#### EXERCISE
Reproduce the lines below word for word, starting at the line that contains "task: draw the outline of each instance of the black" and ending at the final line.

=====

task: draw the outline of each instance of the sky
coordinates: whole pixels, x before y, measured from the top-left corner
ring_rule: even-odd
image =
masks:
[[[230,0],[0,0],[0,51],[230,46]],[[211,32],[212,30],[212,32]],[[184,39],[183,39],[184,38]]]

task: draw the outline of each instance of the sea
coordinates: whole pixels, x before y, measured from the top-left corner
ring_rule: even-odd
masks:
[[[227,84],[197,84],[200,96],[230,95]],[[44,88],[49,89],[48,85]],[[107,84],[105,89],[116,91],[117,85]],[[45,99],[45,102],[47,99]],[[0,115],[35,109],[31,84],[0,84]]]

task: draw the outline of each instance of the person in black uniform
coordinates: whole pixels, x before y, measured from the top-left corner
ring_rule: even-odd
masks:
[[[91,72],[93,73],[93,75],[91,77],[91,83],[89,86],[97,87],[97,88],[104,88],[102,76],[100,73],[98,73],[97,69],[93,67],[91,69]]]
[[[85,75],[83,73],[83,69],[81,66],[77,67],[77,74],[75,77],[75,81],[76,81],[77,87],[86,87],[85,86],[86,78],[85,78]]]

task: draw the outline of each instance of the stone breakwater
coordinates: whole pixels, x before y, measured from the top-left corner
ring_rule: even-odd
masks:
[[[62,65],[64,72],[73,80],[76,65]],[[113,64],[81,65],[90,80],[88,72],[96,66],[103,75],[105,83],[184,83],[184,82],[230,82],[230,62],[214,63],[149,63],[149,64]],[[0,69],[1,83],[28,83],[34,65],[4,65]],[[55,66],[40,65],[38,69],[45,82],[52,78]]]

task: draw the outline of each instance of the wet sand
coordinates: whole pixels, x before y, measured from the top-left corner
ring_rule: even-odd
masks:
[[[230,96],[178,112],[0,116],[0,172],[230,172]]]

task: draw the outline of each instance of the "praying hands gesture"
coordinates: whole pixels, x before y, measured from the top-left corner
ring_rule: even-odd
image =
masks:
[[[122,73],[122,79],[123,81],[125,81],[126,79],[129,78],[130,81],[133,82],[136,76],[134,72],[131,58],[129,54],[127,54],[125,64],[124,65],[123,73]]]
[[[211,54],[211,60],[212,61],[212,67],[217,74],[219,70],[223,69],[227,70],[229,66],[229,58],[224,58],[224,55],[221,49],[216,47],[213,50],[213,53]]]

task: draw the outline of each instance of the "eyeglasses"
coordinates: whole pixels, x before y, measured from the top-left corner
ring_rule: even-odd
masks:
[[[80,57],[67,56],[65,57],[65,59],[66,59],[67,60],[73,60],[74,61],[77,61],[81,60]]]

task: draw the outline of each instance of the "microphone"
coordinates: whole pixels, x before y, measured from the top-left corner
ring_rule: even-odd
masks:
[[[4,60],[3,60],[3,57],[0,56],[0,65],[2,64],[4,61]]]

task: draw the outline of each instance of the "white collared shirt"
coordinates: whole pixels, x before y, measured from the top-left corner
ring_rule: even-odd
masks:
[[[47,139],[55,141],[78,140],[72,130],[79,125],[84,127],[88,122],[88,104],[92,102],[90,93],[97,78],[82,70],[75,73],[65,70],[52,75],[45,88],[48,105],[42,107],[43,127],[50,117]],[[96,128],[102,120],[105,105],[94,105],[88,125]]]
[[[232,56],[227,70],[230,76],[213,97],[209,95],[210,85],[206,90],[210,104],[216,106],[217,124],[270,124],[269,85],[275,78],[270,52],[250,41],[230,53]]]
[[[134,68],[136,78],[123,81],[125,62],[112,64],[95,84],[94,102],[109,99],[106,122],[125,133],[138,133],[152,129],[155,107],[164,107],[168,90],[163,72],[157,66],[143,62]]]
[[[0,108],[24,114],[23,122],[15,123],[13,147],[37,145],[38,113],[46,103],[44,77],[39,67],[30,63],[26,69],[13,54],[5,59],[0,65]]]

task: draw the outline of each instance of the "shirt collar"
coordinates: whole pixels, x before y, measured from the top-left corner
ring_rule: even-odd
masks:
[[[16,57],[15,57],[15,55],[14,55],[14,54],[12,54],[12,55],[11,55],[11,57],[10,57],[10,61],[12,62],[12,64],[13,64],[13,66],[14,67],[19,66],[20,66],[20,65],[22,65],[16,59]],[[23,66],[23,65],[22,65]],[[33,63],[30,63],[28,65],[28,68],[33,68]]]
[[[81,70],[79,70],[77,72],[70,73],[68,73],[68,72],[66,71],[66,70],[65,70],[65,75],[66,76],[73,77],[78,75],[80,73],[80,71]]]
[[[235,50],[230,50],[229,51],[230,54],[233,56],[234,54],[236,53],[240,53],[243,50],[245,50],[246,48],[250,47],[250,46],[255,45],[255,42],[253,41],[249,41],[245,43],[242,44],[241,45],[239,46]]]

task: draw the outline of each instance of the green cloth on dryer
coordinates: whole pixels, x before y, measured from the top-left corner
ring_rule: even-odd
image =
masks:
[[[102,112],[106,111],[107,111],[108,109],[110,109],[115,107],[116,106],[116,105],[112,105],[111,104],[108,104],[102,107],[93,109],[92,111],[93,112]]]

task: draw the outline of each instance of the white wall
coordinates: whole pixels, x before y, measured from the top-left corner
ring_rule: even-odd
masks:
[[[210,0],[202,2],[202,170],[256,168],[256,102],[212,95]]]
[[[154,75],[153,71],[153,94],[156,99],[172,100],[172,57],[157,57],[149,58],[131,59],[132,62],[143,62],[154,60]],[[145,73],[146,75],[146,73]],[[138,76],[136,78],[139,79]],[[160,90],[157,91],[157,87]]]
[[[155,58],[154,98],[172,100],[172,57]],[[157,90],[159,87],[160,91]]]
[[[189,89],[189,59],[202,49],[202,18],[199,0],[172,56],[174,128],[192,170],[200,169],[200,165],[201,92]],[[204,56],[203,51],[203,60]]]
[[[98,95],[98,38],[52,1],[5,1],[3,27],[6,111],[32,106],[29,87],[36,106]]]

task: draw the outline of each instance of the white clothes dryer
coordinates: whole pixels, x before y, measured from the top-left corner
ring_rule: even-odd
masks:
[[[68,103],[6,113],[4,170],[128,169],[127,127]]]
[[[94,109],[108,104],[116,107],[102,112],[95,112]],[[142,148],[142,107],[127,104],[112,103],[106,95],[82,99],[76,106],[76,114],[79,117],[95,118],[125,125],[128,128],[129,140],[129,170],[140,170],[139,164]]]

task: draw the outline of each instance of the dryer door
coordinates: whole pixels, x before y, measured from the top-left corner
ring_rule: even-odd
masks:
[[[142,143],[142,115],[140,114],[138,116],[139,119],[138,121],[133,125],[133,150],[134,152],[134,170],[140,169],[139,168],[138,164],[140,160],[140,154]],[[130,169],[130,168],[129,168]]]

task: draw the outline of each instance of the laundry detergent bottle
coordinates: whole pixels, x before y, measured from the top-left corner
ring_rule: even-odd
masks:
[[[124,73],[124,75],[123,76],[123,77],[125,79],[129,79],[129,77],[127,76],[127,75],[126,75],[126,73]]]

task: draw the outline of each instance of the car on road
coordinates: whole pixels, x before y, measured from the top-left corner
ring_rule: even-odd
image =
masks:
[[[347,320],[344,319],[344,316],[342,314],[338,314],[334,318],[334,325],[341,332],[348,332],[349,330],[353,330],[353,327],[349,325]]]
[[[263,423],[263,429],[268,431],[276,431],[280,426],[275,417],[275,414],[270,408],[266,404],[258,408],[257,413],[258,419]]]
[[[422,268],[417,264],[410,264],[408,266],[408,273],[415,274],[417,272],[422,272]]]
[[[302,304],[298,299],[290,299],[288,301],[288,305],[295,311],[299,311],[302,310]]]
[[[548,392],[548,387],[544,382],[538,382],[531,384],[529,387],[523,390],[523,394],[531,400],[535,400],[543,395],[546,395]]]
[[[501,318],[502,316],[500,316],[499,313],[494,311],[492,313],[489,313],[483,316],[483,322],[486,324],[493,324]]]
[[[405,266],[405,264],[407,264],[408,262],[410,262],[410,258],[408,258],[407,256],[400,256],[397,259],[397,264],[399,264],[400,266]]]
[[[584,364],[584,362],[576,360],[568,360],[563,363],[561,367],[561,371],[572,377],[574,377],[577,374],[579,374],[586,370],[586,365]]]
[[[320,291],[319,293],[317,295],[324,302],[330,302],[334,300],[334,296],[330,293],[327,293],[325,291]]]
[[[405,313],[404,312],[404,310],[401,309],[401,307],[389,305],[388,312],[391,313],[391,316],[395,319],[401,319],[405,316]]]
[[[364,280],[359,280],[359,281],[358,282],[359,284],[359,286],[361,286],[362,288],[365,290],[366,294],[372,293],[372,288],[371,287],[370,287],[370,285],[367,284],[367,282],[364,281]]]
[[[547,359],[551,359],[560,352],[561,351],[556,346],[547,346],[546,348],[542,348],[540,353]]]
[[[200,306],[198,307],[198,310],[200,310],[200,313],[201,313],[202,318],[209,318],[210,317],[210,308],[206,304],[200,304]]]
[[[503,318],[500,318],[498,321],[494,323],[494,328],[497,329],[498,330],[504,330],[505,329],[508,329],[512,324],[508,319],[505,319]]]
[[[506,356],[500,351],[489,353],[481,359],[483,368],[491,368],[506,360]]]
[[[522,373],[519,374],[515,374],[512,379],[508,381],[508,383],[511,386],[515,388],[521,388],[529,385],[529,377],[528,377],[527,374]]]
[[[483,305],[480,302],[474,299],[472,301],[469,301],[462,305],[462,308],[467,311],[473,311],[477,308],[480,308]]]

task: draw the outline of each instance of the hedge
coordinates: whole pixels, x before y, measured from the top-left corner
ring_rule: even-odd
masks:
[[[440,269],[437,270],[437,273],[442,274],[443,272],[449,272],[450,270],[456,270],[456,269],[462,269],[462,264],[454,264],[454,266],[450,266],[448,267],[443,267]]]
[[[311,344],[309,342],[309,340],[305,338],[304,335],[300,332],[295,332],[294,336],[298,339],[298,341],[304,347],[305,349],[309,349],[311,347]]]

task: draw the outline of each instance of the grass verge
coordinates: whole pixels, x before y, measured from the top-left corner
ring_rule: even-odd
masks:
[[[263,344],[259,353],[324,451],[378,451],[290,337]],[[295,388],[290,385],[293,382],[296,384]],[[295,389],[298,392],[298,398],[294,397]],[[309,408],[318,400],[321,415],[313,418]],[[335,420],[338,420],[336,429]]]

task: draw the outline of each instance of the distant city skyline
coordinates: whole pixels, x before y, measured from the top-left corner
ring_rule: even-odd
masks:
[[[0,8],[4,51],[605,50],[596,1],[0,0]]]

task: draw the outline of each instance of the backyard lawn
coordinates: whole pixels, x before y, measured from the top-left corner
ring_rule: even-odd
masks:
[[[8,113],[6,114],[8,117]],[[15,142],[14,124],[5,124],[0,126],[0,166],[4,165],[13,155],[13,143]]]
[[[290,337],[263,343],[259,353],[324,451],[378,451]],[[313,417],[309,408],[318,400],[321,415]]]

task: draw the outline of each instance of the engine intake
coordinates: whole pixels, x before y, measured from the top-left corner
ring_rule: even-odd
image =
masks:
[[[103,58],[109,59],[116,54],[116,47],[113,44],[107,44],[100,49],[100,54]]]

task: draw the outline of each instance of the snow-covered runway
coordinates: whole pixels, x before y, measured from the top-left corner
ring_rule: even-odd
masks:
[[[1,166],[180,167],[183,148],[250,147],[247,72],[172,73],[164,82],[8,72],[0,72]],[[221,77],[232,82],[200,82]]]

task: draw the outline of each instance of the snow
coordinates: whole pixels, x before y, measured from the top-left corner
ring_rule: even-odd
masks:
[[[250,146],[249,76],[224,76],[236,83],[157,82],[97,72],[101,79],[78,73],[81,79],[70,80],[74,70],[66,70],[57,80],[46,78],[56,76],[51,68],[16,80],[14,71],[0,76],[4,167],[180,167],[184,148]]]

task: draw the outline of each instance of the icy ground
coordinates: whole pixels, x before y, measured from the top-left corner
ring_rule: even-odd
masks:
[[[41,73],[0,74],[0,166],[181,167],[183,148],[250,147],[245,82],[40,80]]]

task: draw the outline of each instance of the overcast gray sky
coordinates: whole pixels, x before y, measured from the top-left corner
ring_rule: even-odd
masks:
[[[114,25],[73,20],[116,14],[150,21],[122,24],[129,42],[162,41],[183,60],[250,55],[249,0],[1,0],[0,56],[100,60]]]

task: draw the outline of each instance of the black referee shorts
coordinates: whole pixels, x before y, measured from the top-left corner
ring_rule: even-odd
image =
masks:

=====

#### IN RESPONSE
task: draw the outline of each instance of the black referee shorts
coordinates: whole pixels, x before y, measured from the top-left corner
ring_rule: even-odd
image =
masks:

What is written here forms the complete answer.